:: DATA SHOWN
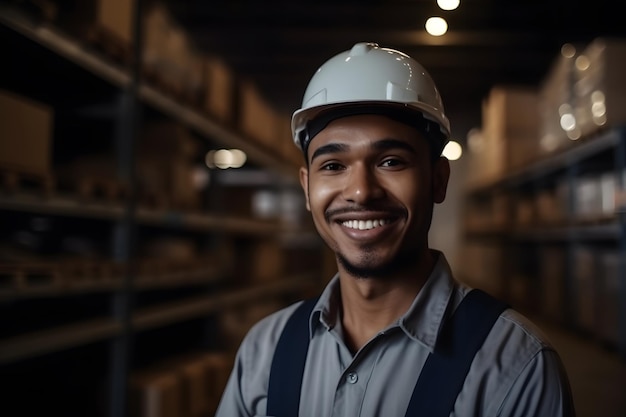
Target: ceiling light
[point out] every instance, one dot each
(448, 4)
(452, 151)
(225, 158)
(436, 26)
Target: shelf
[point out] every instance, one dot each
(600, 229)
(58, 286)
(201, 306)
(225, 136)
(65, 337)
(551, 164)
(63, 45)
(76, 52)
(73, 207)
(56, 339)
(583, 232)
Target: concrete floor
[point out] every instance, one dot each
(597, 374)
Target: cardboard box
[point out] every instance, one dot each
(257, 118)
(169, 182)
(26, 129)
(510, 118)
(557, 101)
(552, 277)
(170, 60)
(219, 97)
(156, 393)
(600, 89)
(83, 17)
(167, 139)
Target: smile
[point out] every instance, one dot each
(364, 224)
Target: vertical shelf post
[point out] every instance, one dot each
(620, 172)
(124, 238)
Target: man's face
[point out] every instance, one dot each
(370, 187)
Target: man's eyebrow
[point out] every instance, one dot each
(386, 144)
(330, 148)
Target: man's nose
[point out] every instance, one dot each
(362, 185)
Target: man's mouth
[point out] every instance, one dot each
(364, 224)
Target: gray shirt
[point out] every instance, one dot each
(515, 373)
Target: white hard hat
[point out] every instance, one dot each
(372, 76)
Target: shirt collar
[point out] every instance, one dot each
(421, 322)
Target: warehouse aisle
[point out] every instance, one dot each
(597, 375)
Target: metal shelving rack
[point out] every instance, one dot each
(126, 320)
(570, 232)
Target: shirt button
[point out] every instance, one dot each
(352, 377)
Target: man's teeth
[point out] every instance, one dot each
(364, 224)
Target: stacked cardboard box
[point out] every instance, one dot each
(258, 119)
(166, 151)
(557, 127)
(508, 136)
(181, 387)
(600, 88)
(26, 129)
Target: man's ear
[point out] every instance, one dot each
(441, 175)
(304, 182)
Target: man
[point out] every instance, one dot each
(372, 128)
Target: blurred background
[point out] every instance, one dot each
(150, 210)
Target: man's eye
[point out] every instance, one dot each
(331, 166)
(391, 162)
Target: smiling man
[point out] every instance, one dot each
(393, 333)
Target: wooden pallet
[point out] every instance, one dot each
(15, 181)
(110, 45)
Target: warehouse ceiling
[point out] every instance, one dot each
(279, 44)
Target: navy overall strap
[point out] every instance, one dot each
(283, 395)
(445, 370)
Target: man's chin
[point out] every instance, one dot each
(369, 270)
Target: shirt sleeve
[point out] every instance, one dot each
(232, 402)
(542, 389)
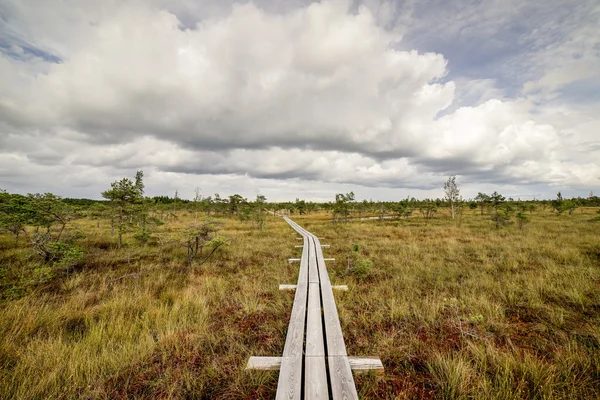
::::
Copy out all the rows above, swapping "cardboard box" for "carton" and keeping everything else the same. Omit the pictures.

Target: ceiling light
[point out] every instance, one dot each
(448, 4)
(452, 151)
(225, 158)
(436, 26)
Target: shelf
[point out] every instance, one dot each
(600, 229)
(58, 286)
(201, 306)
(225, 136)
(65, 337)
(551, 164)
(63, 45)
(76, 52)
(73, 207)
(56, 339)
(583, 232)
Target: concrete floor
[point out] every instance, one dot each
(597, 374)
Target: carton
[point out] every instance, one dot each
(257, 118)
(169, 182)
(26, 129)
(510, 118)
(557, 101)
(552, 277)
(170, 60)
(219, 97)
(156, 393)
(600, 89)
(83, 17)
(167, 139)
Target: smile
[point out] every instance, one dot each
(364, 224)
Target: vertical shelf post
[point out] every instance, one dot each
(620, 172)
(124, 238)
Target: man's face
[point out] every instance, one dot each
(370, 187)
Target: man's eyebrow
[point out] every instance, one dot each
(386, 144)
(330, 148)
Target: man's nose
[point out] every instance, one dot each
(362, 185)
Target: man's mouth
[point out] every instance, one dot each
(364, 224)
Target: gray shirt
[point out] every instance, one dot each
(515, 373)
Target: white hard hat
[point out] every instance, one dot each
(372, 76)
Target: shirt collar
[point out] every instance, one dot each
(421, 322)
Target: warehouse aisle
[point out] every instance, one dot each
(597, 375)
Target: metal shelving rack
[point out] every instance, one dot each
(126, 320)
(570, 232)
Target: shirt button
[point out] every instance, one dot each
(352, 377)
Target: man's teeth
[point out] every instance, one dot each
(364, 224)
Target: stacked carton
[point out] every instance, one dot each
(258, 119)
(166, 151)
(557, 127)
(508, 136)
(181, 387)
(600, 88)
(26, 129)
Target: man's ear
[point out] every instance, one dot each
(441, 175)
(304, 182)
Target: man
[point out] every instance, one dot each
(372, 128)
Target: blurred background
[point out] every instance, one dot each
(150, 210)
Target: man's eye
[point out] every instance, one dot each
(331, 166)
(391, 162)
Target: smiling man
[point out] every instance, one dot each
(393, 333)
Target: wooden pallet
[point out] every instance, one dot each
(15, 181)
(110, 45)
Target: warehouse ceiling
[point out] every instance, one dot each
(279, 44)
Target: navy overall strap
[point out] every instance, one dot each
(283, 395)
(445, 370)
Target: man's chin
[point out] every instance, one dot each
(369, 270)
Target: shirt sleeve
[point out] every instance, one dot each
(232, 402)
(542, 389)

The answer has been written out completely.